Задание 1:
Ответьте по тексту о Скобове на три вопроса:
(а) В какую ночь на Скобова напали во дворе его дома?
(б) Кто первым сообщил о нападении в твиттере и какую должность он занимал?
(в) В каком городе проходил «Форум свободной России», на котором Скобов выступил онлайн?
Задание 2: Перепишите списком абзац текста о Скобове, начинающийся словами «По мнению друзей Александра». Сохраните его основные факты.
Задание 3: Продолжите текст о Скобове, начав сразу после фразы «Это тоже дорогого стоит».

Текст для чтения:
# # # # # # #
Душной ночью с 27 на 28 июля 2014 года Скобов вышел подышать свежим воздухом во двор своего дома. Мужчина сидел на лавочке, к нему подошли двое неизвестных, нанесли удар по голове и пять проникающих ножевых ранений в спину. Еще до того, как мать Александра вызвала полицию и скорую, о нападении на правозащитника сообщил в своем твиттере пресс-секретарь партии «Другая Россия» Александр Аверин: «Мерзавца Скобова порезали в Питере. Остальным сторонникам хунты тоже надобно задуматься…»
Сторонники пострадавшего задумались о том, как нацболы узнали о происшествии раньше полицейских и врачей. А сам Скобов — о чем угодно, только не об осторожности и не о страхе. Он вел себя совершенно не так, как рассчитывали его оппоненты. Чем глубже и драматичнее развивался российско-украинский конфликт, тем мрачнее, острее, несдержаннее, радикальнее становились его высказывания и публикации.

Нельзя остановить самолет
В феврале этого года Скобов выступил онлайн на «Форуме свободной России», проходившем в Вильнюсе. Смело и бескомпромиссно рассуждал о войне, о Путине, о его далеко идущих захватнических планах.
По мнению друзей Александра, он выступал резче всех из двадцати с лишним участников форума. При этом из всех выступающих только Скобов и еще один человек проживали на тот момент в России, остальные — уже нет. Но Скобов высказывался категоричнее, чем те, кто уехал. После этого выступления к оппозиционеру домой приходили полицейские — «просто поговорить». Хозяин не открыл дверь, а незваные гости не стали ее ломать. Тот визит закончился ничем.
— Я его убеждал в том, что надо покинуть страну, — говорит Юлий Рыбаков. — Если хочешь продолжать дальше в том же духе — уезжай, потому что иначе ты попадешь за решетку, а там погибнешь. На что он мне заявлял:
«Нет, я тут останусь, я хочу быть участником своего собственного судебного процесса».
— Он не раз мог остаться за границей, — отмечает Ольга Щеглова, — но у него никогда не было таких поползновений. У мужа огромное количество друзей, которые его ждали в Армении, Литве, Польше и там бы, конечно, приютили. Но он не хотел ютиться — вот в чем дело. Это тоже дорогого стоит.
# # # # # # #
Записанные данные:
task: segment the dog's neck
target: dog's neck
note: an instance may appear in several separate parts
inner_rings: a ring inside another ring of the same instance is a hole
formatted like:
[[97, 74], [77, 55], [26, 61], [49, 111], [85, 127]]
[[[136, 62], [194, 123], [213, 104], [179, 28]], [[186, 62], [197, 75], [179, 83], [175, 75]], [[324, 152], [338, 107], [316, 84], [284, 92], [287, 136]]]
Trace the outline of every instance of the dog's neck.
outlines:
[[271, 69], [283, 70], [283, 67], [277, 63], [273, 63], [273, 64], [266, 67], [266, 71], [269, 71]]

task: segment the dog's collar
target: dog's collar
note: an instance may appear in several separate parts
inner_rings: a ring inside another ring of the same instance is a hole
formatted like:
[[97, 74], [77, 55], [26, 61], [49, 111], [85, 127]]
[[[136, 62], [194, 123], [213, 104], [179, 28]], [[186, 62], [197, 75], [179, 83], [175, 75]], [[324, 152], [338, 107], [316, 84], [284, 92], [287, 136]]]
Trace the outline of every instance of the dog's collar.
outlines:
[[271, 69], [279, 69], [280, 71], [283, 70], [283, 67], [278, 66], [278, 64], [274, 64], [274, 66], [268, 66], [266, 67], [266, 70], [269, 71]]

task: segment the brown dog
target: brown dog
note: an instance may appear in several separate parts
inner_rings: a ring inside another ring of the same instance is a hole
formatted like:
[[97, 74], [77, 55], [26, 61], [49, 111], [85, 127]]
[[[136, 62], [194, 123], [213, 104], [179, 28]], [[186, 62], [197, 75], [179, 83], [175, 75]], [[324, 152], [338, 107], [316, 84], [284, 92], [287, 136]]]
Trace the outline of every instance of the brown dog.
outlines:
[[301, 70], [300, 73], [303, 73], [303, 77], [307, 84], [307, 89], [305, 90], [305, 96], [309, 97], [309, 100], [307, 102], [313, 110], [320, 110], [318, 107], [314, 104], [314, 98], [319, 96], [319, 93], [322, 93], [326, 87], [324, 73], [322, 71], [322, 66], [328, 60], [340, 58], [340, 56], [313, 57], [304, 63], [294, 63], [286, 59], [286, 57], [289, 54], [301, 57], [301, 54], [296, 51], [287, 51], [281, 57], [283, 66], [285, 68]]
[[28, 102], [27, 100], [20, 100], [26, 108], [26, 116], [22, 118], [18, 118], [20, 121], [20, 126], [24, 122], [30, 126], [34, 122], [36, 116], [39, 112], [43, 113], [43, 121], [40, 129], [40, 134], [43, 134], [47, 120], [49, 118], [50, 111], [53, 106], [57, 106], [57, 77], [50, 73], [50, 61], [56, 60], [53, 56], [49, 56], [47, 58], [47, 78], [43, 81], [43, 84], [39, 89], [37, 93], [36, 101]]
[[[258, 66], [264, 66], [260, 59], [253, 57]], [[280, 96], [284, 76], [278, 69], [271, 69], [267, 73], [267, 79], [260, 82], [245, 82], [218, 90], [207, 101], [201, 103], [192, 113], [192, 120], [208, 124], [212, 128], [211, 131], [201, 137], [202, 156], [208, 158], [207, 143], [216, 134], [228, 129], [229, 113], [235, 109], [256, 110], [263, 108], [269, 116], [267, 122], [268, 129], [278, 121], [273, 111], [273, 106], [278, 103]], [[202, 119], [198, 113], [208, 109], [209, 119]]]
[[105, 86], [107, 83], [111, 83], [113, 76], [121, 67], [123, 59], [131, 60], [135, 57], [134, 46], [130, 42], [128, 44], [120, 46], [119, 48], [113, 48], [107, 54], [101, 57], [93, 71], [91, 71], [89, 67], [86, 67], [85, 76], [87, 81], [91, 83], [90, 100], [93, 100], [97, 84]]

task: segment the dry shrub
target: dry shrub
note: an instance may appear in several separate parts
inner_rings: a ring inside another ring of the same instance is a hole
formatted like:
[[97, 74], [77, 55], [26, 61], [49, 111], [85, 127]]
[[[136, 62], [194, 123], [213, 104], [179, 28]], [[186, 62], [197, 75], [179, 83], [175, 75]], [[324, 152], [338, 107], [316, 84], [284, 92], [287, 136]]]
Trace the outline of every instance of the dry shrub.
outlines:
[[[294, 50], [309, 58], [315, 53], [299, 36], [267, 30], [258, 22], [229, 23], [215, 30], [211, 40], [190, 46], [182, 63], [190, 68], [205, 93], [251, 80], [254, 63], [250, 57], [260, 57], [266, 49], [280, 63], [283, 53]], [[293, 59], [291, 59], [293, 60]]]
# # # # # # #
Письменный ответ 1:
(а) В ночь с 27 на 28 июля 2014 года.
(б) Александр Аверин, пресс-секретарь партии «Другая Россия».
(в) В Вильнюсе.

Письменный ответ 2:
- По мнению друзей, Скобов выступил резче всех из двадцати с лишним участников форума.
- Из всех выступавших только он и ещё один человек жили тогда в России, но высказывался он категоричнее тех, кто уехал.
- После этого выступления к нему домой приходили полицейские «просто поговорить».
- Скобов не открыл дверь, полицейские не стали её ломать, и визит закончился ничем.

Письменный ответ 3:
— Конечно, Сашка понимал, что вся его бурная пацифистская деятельность ведет в тюрьму, — подытоживает Михаил Седунов. — Я пытался его остановить: «Куда тебе в тюрьму, ты же почти слепой?» А он парировал: «Какая разница, где жить слепому — на свободе или в неволе»? Второй аргумент: «У тебя мать на иждивении, ты за ней ухаживаешь». Его ответ: «Друзья позаботятся». Нельзя было Сашу удержать, отговорить, можно было только испортить отношения, и всё. А вы пробовали остановить самолет, который разгоняется на взлетной полосе, схватившись за его крыло?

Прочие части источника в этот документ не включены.